* **Stated exercise**
Can you turn every line of the material below into a numbered list, omitting any blank lines?

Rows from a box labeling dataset
════

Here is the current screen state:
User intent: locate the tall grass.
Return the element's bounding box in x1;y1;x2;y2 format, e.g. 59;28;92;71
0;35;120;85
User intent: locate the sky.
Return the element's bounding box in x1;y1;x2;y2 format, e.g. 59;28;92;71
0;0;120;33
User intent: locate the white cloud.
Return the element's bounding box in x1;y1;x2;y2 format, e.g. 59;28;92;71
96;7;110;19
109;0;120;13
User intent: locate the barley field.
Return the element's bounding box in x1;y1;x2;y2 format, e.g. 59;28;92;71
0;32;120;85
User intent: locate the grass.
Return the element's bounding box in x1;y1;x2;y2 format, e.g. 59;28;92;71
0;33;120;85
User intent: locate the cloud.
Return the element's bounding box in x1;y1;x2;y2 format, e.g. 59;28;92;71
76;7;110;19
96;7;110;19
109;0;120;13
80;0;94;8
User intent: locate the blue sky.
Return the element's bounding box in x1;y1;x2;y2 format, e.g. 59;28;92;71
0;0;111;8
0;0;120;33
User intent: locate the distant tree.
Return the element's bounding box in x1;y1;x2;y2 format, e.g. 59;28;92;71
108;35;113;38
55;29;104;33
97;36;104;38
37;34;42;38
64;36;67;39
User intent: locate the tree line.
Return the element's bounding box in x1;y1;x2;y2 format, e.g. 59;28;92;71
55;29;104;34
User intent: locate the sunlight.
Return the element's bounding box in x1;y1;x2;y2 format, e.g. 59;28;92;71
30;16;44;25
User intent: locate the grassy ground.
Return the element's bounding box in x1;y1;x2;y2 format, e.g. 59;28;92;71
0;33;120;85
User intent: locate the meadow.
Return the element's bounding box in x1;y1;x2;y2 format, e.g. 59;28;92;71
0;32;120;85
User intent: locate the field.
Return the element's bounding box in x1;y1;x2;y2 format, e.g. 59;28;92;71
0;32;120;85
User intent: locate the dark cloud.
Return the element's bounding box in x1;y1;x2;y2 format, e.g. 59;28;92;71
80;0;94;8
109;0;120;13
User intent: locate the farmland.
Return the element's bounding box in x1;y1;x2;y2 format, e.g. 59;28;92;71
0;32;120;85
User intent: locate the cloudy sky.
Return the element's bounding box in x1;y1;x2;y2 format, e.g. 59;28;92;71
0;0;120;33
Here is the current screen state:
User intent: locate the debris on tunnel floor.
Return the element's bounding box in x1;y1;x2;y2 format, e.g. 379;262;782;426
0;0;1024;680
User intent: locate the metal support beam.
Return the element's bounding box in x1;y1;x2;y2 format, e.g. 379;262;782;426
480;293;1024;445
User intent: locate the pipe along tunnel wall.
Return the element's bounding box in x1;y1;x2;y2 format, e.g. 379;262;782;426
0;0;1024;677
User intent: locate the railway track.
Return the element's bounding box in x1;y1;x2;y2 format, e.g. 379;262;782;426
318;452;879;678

════

* **Output below**
1. Here is the current screen state:
2. User intent: locate the tall grass.
3. Return the element's bounding box in x1;y1;x2;y2 format, e.g. 59;28;92;71
4. 0;35;120;85
5. User intent: locate the sky.
6. Return the element's bounding box in x1;y1;x2;y2 format, e.g. 59;28;92;71
7. 0;0;120;33
8. User intent: locate the white cloud.
9. Return the element's bounding box in x1;y1;x2;y2 format, e.g. 59;28;92;71
10. 96;7;110;19
11. 109;0;120;13
12. User intent: locate the barley field.
13. Return the element's bounding box in x1;y1;x2;y2 format, e.g. 59;28;92;71
14. 0;32;120;85
15. User intent: locate the grass.
16. Return the element's bounding box in x1;y1;x2;y2 format, e.g. 59;28;92;71
17. 0;33;120;85
18. User intent: locate the cloud.
19. Return the element's bounding box in x1;y1;x2;y2 format, e.g. 59;28;92;71
20. 76;7;110;19
21. 96;7;110;19
22. 109;0;120;13
23. 80;0;94;8
24. User intent: locate the blue sky.
25. Return the element's bounding box in x1;y1;x2;y2 format, e.g. 59;28;92;71
26. 0;0;111;8
27. 0;0;120;33
28. User intent: locate the distant tree.
29. Return the element's bounding box in x1;y1;x2;y2 format, e.g. 59;28;92;71
30. 108;35;113;38
31. 55;29;104;33
32. 97;36;104;38
33. 37;34;42;38
34. 64;36;67;39
35. User intent: locate the tree line.
36. Return the element's bounding box in x1;y1;x2;y2 format, e.g. 59;28;92;71
37. 55;29;104;34
38. User intent: locate the sunlight.
39. Return the element's bounding box in x1;y1;x2;y2 format, e.g. 59;28;92;71
40. 30;16;44;25
41. User intent: locate the grassy ground.
42. Return the element's bounding box in x1;y1;x2;y2 format, e.g. 59;28;92;71
43. 0;33;120;85
44. User intent: locate the meadow.
45. Return the element's bounding box in x1;y1;x2;y2 format, e.g. 59;28;92;71
46. 0;32;120;85
47. User intent: locate the field.
48. Return the element's bounding box in x1;y1;x2;y2 format, e.g. 59;28;92;71
49. 0;32;120;85
50. User intent: locate the dark cloud.
51. Return the element's bounding box in x1;y1;x2;y2 format, e.g. 59;28;92;71
52. 80;0;94;8
53. 109;0;120;13
54. User intent: locate the farmland.
55. Return the element's bounding box in x1;y1;x2;y2 format, e.g. 59;28;92;71
56. 0;32;120;85
57. User intent: locate the cloudy sky.
58. Return the element's bounding box in x1;y1;x2;y2 format, e.g. 59;28;92;71
59. 0;0;120;33
60. Here is the current screen state:
61. User intent: locate the debris on tunnel floor.
62. Return the element's bounding box in x1;y1;x2;y2 format, e.g. 379;262;782;426
63. 0;0;1024;680
64. User intent: locate the metal support beam.
65. Return the element's bounding box in x1;y1;x2;y2 format, e.g. 379;262;782;426
66. 480;293;1024;445
67. User intent: locate the pipe along tunnel wall.
68. Return the element's bounding box in x1;y1;x2;y2 format, e.g. 379;262;782;426
69. 0;0;1024;677
70. User intent: locate the railway track.
71. Return the element's bounding box in x1;y1;x2;y2 format, e.g. 379;262;782;426
72. 318;452;879;678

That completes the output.